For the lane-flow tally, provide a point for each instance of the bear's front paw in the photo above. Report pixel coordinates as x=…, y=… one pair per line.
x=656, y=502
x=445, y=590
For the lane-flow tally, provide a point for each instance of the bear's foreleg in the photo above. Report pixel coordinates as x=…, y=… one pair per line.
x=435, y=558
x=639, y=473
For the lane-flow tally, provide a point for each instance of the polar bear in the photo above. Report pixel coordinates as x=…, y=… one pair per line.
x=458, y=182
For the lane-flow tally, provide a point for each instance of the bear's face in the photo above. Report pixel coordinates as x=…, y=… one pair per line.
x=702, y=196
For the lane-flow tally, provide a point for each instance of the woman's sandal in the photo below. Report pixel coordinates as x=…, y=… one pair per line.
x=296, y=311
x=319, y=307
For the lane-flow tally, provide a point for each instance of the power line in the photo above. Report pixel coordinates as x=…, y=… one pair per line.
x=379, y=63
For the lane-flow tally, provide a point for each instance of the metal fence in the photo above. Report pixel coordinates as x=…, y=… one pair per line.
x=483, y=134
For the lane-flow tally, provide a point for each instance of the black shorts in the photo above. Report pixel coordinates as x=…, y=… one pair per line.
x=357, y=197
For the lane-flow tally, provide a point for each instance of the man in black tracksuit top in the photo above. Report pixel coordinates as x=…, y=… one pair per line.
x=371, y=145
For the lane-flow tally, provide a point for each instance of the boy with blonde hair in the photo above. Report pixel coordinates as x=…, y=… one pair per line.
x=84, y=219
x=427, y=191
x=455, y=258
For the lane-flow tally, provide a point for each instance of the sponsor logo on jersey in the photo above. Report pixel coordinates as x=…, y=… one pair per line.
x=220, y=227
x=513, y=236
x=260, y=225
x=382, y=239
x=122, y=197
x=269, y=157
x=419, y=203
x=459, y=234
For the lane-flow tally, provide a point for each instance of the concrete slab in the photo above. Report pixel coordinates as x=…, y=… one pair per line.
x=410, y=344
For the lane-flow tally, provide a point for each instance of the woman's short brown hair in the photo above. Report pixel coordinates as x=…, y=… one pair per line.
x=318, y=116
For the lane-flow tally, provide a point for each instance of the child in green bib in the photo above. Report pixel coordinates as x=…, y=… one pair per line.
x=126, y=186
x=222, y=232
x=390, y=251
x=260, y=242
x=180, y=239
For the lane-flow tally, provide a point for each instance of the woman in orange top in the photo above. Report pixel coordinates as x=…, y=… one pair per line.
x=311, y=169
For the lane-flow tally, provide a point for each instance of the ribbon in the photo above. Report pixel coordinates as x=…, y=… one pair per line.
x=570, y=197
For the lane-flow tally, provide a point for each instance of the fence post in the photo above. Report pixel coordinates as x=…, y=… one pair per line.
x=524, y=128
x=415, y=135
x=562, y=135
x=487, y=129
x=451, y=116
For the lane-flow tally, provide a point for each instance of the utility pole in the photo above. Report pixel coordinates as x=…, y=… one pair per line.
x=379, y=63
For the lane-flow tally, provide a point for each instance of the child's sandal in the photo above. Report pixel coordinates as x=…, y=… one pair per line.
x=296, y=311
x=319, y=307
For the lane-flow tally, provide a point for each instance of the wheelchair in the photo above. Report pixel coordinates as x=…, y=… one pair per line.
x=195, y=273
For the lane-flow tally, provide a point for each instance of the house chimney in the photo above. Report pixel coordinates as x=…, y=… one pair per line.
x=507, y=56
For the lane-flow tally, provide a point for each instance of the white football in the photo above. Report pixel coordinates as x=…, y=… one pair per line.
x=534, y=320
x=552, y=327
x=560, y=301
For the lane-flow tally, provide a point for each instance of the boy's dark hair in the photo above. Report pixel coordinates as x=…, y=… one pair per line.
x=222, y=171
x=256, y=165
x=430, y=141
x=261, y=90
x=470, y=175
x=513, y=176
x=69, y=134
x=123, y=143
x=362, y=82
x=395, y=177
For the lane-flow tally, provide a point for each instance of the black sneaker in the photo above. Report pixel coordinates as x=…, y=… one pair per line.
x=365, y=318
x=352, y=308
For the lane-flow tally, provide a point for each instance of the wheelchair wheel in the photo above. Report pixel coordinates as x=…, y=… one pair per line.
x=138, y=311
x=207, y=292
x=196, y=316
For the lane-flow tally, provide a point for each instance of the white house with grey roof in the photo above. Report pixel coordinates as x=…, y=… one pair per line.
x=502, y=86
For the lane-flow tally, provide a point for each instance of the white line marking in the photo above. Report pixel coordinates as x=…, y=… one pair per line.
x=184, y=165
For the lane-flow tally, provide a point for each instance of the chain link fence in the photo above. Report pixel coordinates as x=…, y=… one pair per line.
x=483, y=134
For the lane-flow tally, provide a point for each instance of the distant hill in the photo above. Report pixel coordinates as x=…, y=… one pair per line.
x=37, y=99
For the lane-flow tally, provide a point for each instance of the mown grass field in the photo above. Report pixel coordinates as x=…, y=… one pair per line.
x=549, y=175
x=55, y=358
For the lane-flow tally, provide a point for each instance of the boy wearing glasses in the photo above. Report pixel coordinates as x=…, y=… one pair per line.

┄┄┄┄┄┄┄┄┄┄

▶ **YOUR INSTRUCTIONS**: Output the full listing again, exactly as it stands above.

▶ **SOLUTION FOR THIS TASK**:
For the lane-flow tally, provide a point for each instance of the bear's front paw in the photo above. Report pixel coordinates as x=…, y=… one pair per line.
x=656, y=502
x=445, y=590
For the lane-flow tally, provide a point for each instance of the bear's foreleg in the photo above. Report pixel coordinates as x=…, y=… one pair per line.
x=435, y=558
x=639, y=473
For the lane-flow tally, provide a point for each instance of the polar bear in the photo above. Report pixel coordinates as x=…, y=… one pair per line.
x=458, y=182
For the lane-flow tally, provide a point for each instance of the bear's face in the photo above. Report pixel coordinates as x=…, y=… one pair per line.
x=702, y=196
For the lane-flow tally, provide a point for each instance of the woman's sandal in the photo below. Report pixel coordinates as x=…, y=… one pair per line.
x=296, y=311
x=319, y=307
For the lane-flow tally, provide a point for each instance of the power line in the photo above. Report pixel coordinates as x=…, y=… one pair per line.
x=379, y=63
For the lane-flow tally, provide a point for each instance of the metal fence in the photo above. Report pixel coordinates as x=…, y=… one pair per line.
x=483, y=134
For the lane-flow tally, provide a point for each instance of the black shorts in the photo above. Report pixel coordinates as x=…, y=… one pair per line.
x=357, y=197
For the lane-flow tally, provide a point for each instance of the man in black tracksuit top in the photo above. Report pixel coordinates as x=…, y=… one pair per line.
x=371, y=145
For the lane-flow tally, provide a point for each instance of the boy with blonde hair in the photo above. Report pixel coordinates as x=…, y=… one pair per line.
x=84, y=219
x=427, y=191
x=455, y=258
For the lane-flow tally, provide a point for each instance of the sponsor logo on jersey in the photo above. Report pixel coordinates as x=…, y=… one pair per line.
x=220, y=227
x=513, y=236
x=260, y=225
x=382, y=239
x=122, y=197
x=269, y=157
x=419, y=203
x=459, y=234
For the lane-flow tally, provide a point for each instance of the concrete slab in the photo above. Report pixel coordinates as x=…, y=… one pair per line.
x=410, y=344
For the lane-flow tally, provide a point for each instance of the woman's short brown hair in the photo above. Report pixel coordinates as x=…, y=… one pair per line.
x=318, y=116
For the lane-flow tally, provide a point for each instance of the child in green bib in the photo above. Report pixel coordinates as x=…, y=… one pair per line.
x=126, y=186
x=222, y=232
x=390, y=251
x=260, y=242
x=180, y=239
For the lane-flow tally, provide a point for each instance of the woman in orange top in the photo above. Report pixel coordinates as x=…, y=… one pair per line.
x=311, y=169
For the lane-flow tally, provide a point for each instance of the ribbon in the photo above. Report pixel coordinates as x=…, y=… one pair per line.
x=570, y=197
For the lane-flow tally, provide a point for each instance of the fence post in the photo above. Report pixel coordinates as x=…, y=… one pair per line.
x=524, y=128
x=415, y=135
x=562, y=135
x=487, y=129
x=451, y=116
For the lane-flow tally, provide a point for each instance of the utility pole in the photo above. Report pixel coordinates as x=…, y=… one pair per line.
x=379, y=63
For the lane-flow tally, provide a point for each instance of the child's sandal in the photo above. Report pixel coordinates as x=…, y=… one pair per line.
x=296, y=311
x=319, y=307
For the lane-flow tally, provide a point for each instance of the wheelchair in the photo above. Report pixel coordinates as x=…, y=… one pair per line.
x=195, y=273
For the lane-flow tally, provide a point for each instance of the house chimney in the photo above. Report pixel coordinates as x=…, y=… one pair per line.
x=507, y=56
For the lane-flow tally, provide a point for each instance of the white football in the photo above. Report pixel coordinates as x=…, y=… one pair per line.
x=534, y=320
x=552, y=327
x=560, y=301
For the lane-flow tally, provide a point for each instance of the boy's dark hair in the photo above. Report pixel coordinates as x=…, y=… one pair per line.
x=222, y=171
x=256, y=165
x=430, y=141
x=261, y=90
x=470, y=175
x=513, y=176
x=69, y=134
x=123, y=143
x=362, y=82
x=395, y=177
For the lane-flow tally, provide a point for each instance of the black sneaker in the photo above. Report pixel coordinates as x=…, y=… one pair per line.
x=365, y=318
x=352, y=308
For the lane-flow tally, provide a point for each instance of the wheelchair wheel in the photo above. Report pixel coordinates as x=…, y=… one pair per line.
x=138, y=311
x=207, y=292
x=196, y=316
For the lane-flow tally, provide a point for each instance of the white house with grey roof in the photo above. Report pixel coordinates as x=…, y=… one pair per line.
x=502, y=86
For the lane-flow tally, provide a point for each instance of the white line marking in the photo above. Report pixel coordinates as x=…, y=… one pair per line.
x=184, y=165
For the lane-flow tally, provide a point for each instance of the chain link fence in the photo above. Report pixel coordinates as x=…, y=… one pair per line.
x=483, y=134
For the lane-flow tally, provide a point for each instance of the distant hill in the photo above. Report pixel coordinates as x=…, y=… one pair per line.
x=37, y=99
For the lane-flow tally, provide a point for each instance of the mown grass field in the photo above. Report pixel coordinates as x=…, y=… one pair per line.
x=549, y=175
x=55, y=358
For the lane-flow tally, provide a point for each instance of the boy wearing glasses in the photo above. Report pixel coordinates as x=…, y=… one pair per line.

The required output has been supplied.